Return the lines below in which the string "rocky" occurs.

·····

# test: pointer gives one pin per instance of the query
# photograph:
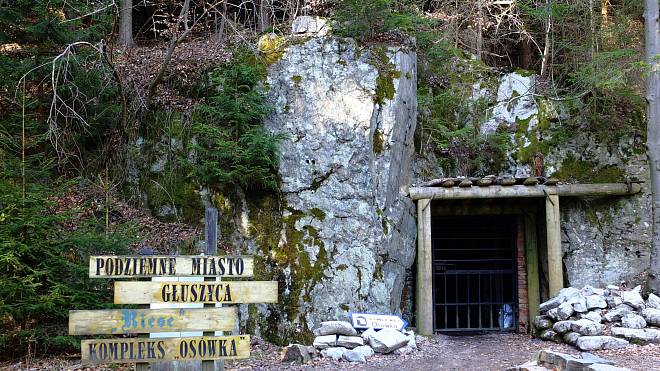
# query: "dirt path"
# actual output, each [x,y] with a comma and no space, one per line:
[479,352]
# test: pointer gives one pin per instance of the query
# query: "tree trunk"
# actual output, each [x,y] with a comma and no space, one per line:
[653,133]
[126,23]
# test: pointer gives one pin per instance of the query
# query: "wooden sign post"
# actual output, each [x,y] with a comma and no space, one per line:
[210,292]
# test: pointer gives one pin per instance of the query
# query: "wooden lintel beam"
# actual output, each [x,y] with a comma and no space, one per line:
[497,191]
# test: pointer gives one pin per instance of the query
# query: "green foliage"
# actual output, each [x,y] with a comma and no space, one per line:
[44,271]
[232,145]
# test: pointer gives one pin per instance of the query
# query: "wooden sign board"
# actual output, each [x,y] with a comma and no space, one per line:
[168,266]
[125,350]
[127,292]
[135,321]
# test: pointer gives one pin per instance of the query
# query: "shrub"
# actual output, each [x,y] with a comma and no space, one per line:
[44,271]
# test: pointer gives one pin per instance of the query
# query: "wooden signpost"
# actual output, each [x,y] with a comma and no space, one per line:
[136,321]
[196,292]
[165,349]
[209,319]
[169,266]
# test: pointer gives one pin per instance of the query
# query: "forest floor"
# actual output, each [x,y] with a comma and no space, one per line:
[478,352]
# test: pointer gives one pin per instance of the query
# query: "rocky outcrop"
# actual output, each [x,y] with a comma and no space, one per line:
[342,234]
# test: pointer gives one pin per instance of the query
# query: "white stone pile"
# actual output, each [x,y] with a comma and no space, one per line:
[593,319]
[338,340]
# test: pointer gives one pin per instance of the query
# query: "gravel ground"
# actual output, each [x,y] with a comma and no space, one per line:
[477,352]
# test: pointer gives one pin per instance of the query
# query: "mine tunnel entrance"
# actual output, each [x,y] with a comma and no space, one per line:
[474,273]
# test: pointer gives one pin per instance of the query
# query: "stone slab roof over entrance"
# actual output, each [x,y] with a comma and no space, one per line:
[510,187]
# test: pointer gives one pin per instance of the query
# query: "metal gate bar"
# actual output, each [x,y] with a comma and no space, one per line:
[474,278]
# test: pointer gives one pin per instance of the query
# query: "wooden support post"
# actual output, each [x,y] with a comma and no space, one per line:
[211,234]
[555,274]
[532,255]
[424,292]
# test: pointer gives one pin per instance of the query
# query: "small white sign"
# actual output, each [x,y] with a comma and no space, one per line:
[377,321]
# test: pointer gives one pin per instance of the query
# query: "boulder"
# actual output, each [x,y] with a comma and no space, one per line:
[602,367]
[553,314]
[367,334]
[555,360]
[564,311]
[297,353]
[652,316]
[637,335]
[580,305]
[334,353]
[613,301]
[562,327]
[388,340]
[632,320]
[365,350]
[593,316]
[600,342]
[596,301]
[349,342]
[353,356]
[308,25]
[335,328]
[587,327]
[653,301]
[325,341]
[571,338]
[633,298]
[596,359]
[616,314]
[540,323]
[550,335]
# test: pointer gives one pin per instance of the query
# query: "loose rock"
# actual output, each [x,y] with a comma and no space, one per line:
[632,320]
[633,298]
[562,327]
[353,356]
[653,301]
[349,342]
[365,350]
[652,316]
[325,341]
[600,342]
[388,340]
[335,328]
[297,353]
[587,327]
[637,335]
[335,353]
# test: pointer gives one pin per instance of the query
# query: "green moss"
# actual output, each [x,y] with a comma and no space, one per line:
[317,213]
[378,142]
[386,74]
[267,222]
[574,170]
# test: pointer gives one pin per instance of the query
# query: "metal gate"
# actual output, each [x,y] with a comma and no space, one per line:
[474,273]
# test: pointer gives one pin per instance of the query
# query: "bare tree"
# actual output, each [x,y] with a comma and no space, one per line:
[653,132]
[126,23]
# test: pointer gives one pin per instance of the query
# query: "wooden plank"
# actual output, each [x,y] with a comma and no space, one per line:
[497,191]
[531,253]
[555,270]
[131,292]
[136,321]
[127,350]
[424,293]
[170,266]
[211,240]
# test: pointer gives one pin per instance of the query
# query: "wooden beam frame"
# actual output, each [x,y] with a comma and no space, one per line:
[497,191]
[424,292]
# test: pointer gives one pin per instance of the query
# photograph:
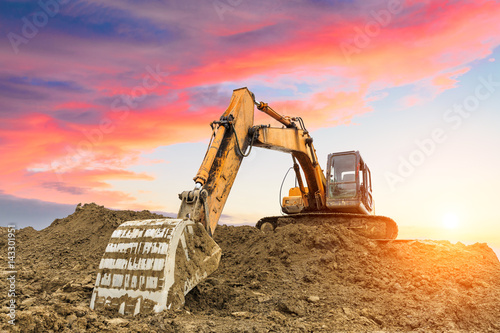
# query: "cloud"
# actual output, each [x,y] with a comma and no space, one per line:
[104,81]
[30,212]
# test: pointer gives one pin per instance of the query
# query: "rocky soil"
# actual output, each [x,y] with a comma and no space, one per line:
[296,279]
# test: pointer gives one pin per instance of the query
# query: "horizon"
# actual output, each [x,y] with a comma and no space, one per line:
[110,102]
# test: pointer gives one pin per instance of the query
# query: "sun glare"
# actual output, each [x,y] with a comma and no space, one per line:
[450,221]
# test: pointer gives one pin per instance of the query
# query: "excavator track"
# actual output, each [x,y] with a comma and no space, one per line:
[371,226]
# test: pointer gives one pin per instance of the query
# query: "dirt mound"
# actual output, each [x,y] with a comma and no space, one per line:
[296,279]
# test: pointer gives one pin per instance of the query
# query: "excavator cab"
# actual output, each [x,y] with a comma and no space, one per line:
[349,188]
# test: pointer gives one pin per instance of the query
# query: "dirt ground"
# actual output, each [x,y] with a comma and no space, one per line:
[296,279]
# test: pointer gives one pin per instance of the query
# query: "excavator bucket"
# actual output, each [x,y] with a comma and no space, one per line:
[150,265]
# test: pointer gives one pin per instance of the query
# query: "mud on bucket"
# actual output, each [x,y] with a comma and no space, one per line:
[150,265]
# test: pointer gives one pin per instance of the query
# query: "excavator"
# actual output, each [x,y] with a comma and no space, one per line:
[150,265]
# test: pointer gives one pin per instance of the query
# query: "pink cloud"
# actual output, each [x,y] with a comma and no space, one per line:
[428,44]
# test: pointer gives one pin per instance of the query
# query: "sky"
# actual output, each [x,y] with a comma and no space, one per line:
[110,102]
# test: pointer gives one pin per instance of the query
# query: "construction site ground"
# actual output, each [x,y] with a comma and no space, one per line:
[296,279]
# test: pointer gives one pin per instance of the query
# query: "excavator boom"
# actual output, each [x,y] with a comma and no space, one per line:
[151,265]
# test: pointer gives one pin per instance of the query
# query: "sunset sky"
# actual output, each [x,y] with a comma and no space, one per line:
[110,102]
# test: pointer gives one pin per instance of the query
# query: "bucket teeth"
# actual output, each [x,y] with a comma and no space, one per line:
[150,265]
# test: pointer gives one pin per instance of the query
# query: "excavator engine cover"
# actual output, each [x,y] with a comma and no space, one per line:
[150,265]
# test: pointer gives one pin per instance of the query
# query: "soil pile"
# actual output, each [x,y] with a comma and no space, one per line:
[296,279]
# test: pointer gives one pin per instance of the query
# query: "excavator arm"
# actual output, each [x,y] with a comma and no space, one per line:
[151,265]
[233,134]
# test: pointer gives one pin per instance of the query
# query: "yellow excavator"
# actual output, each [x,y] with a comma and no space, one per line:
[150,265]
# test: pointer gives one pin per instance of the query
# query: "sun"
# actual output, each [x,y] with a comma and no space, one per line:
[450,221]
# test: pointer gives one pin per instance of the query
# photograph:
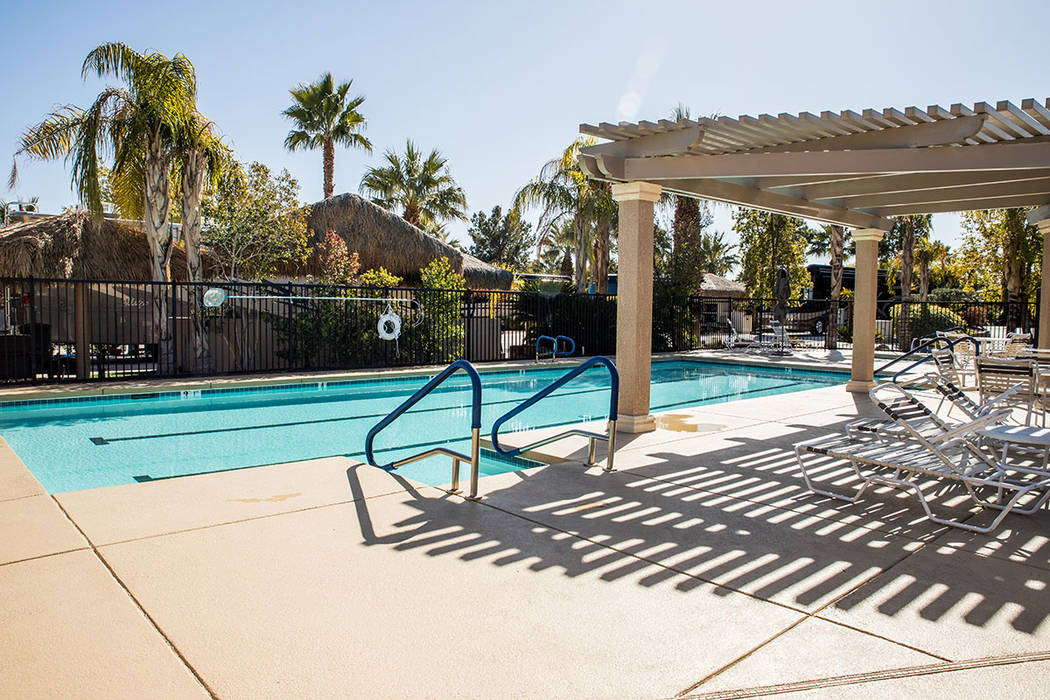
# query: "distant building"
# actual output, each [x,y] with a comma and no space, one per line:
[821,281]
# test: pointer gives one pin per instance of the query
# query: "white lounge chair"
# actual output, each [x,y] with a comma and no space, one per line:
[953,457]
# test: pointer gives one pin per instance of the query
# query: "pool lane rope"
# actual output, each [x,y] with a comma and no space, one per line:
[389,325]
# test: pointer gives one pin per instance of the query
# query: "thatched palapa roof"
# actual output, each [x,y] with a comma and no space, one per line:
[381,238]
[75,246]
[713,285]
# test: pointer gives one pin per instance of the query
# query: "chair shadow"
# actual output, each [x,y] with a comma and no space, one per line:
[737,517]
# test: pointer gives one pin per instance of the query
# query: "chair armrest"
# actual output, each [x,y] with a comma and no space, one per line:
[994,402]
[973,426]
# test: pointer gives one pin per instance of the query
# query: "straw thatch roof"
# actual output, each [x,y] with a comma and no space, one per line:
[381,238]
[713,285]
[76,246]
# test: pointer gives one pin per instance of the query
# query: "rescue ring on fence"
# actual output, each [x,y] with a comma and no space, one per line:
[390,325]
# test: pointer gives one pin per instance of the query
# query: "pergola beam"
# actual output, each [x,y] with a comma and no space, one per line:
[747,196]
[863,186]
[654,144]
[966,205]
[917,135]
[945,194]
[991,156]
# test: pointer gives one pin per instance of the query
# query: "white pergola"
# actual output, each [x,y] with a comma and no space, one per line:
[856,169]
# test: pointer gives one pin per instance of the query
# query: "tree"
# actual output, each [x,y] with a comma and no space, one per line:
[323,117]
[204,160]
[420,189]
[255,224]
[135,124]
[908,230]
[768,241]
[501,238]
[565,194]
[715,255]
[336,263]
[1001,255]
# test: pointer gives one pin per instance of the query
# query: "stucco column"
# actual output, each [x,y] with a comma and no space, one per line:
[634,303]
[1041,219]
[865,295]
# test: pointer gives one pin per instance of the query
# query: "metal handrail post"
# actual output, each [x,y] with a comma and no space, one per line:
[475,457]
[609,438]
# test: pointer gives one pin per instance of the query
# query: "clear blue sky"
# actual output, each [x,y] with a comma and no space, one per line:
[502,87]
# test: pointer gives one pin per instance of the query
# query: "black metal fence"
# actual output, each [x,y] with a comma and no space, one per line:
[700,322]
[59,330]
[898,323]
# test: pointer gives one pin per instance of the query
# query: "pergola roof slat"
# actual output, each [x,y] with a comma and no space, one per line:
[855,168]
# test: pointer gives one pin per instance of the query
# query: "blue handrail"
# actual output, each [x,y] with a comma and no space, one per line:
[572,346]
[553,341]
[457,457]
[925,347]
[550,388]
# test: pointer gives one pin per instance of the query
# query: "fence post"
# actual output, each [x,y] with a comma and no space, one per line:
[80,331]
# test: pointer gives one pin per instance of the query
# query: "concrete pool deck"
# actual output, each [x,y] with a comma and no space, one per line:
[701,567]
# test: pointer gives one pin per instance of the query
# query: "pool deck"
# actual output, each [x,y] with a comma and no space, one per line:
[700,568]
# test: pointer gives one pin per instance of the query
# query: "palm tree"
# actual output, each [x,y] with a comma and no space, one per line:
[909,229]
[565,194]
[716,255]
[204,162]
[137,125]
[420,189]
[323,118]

·····

**OUTPUT**
# query: "rocky outcrop"
# query: "rocky soil"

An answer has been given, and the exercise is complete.